Ates Gürpınar (born 25 September 1984) is a German politician of The Left who is serving as member of the Bundestag since 2021 and one of six deputy leaders of his party since 2018. He is also co-chairman of the Bavarian branch of The Left since 2016.

Life and career
Gürpinar was born to a Turkish father and a German mother. He attended the Edith-Stein-Schule in Darmstadt and earned his Abitur in 2003. He studied at the University of Erlangen–Nuremberg from 2004 to 2011 and graduated with a magister degree in media science and a master's in ethics of text cultures. He also studied modern German literary history and philosophy but did not earn a degree. He teaches media studies and economics at the Darmstadt University of Applied Sciences.

Political career
Gürpinar joined The Left in 2010. He became politically engaged due to the Afghanistan and Iraq wars, as well as the Europe-wide student protests in which he participated in 2009. He became press spokesman for the Bavarian party branch in 2012, and was state managing director from 2014 to 2016. In 2016, he was elected co-leader of the state party. In the 2017 German federal election, he stood in Munich North constituency and won 6.0% of the vote. He was not elected. Along with his counterpart Eva Bulling-Schröter, he was lead candidate for The Left in the 2018 Bavarian state election, but the party failed to win any seats.

Problem description :: Extend the text about Ates Gürpınar, picking up right after its final sentence. The records after this point have nothing to do with the text above.

Provided records ::
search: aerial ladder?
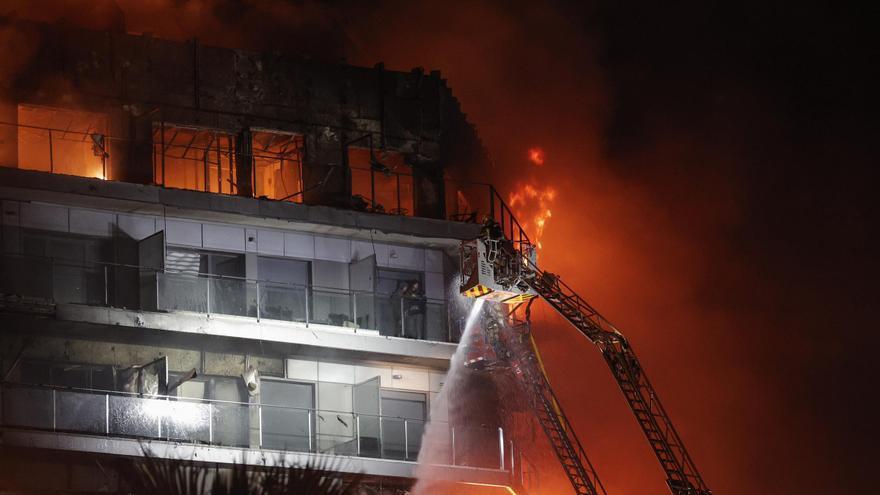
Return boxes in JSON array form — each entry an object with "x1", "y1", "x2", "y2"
[{"x1": 461, "y1": 191, "x2": 711, "y2": 495}]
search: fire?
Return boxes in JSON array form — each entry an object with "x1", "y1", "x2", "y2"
[
  {"x1": 508, "y1": 181, "x2": 556, "y2": 249},
  {"x1": 529, "y1": 148, "x2": 544, "y2": 165}
]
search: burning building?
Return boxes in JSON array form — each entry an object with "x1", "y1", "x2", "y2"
[{"x1": 0, "y1": 17, "x2": 521, "y2": 493}]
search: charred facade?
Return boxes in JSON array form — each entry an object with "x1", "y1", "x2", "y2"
[{"x1": 0, "y1": 20, "x2": 517, "y2": 491}]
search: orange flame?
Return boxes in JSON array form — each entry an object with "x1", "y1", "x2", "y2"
[
  {"x1": 529, "y1": 148, "x2": 544, "y2": 165},
  {"x1": 507, "y1": 181, "x2": 556, "y2": 249}
]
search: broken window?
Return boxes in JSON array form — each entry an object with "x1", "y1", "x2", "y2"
[
  {"x1": 153, "y1": 123, "x2": 237, "y2": 194},
  {"x1": 348, "y1": 148, "x2": 413, "y2": 215},
  {"x1": 251, "y1": 130, "x2": 304, "y2": 203},
  {"x1": 18, "y1": 104, "x2": 109, "y2": 179}
]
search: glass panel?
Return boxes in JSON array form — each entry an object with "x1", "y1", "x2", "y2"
[
  {"x1": 18, "y1": 105, "x2": 107, "y2": 179},
  {"x1": 110, "y1": 395, "x2": 163, "y2": 437},
  {"x1": 315, "y1": 411, "x2": 357, "y2": 455},
  {"x1": 311, "y1": 289, "x2": 351, "y2": 326},
  {"x1": 354, "y1": 292, "x2": 376, "y2": 330},
  {"x1": 53, "y1": 261, "x2": 104, "y2": 305},
  {"x1": 252, "y1": 131, "x2": 304, "y2": 203},
  {"x1": 351, "y1": 168, "x2": 373, "y2": 210},
  {"x1": 402, "y1": 295, "x2": 425, "y2": 339},
  {"x1": 156, "y1": 273, "x2": 208, "y2": 313},
  {"x1": 391, "y1": 174, "x2": 413, "y2": 216},
  {"x1": 209, "y1": 378, "x2": 246, "y2": 447},
  {"x1": 260, "y1": 380, "x2": 315, "y2": 452},
  {"x1": 3, "y1": 386, "x2": 52, "y2": 429},
  {"x1": 262, "y1": 405, "x2": 314, "y2": 452},
  {"x1": 352, "y1": 376, "x2": 382, "y2": 457},
  {"x1": 158, "y1": 401, "x2": 212, "y2": 442},
  {"x1": 406, "y1": 420, "x2": 425, "y2": 461},
  {"x1": 425, "y1": 301, "x2": 449, "y2": 342},
  {"x1": 0, "y1": 256, "x2": 53, "y2": 299},
  {"x1": 374, "y1": 294, "x2": 403, "y2": 337},
  {"x1": 207, "y1": 278, "x2": 257, "y2": 317},
  {"x1": 55, "y1": 390, "x2": 107, "y2": 433},
  {"x1": 382, "y1": 417, "x2": 406, "y2": 459},
  {"x1": 455, "y1": 426, "x2": 501, "y2": 469},
  {"x1": 153, "y1": 124, "x2": 236, "y2": 194},
  {"x1": 259, "y1": 282, "x2": 306, "y2": 321}
]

Response to the task ::
In February 2021, Gürpiner was elected one of six federal deputy leaders of The Left. At a party congress, he was nominated with 52% of votes and confirmed with 77%.

In the 2021 German federal election, Gürpinar was elected to the Bundestag in fourth place on the state list. He also ran in the Rosenheim constituency, winning 2.2% of votes.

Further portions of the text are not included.